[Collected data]

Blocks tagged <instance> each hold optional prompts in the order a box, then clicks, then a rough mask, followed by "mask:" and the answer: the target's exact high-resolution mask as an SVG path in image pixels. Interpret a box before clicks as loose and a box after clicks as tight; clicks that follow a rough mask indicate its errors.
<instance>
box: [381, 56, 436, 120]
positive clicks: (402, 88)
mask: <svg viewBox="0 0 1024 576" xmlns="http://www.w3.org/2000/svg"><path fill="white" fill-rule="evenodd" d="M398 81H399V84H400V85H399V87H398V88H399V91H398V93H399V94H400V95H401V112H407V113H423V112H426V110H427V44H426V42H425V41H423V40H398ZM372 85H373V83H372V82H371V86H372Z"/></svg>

- **Required action**: The lines in the entries above that carry the word "instance" must be copied.

- **Response below**:
Blocks tagged <instance> each hold optional prompts in the order a box, then clicks, then a rough mask, followed by "mask:" and the answer: the target's exact high-resolution mask as an SVG path in image pixels. Interpret a box before clicks as loose and a box after clicks as tight; clicks that follow a rough mask indicate its errors.
<instance>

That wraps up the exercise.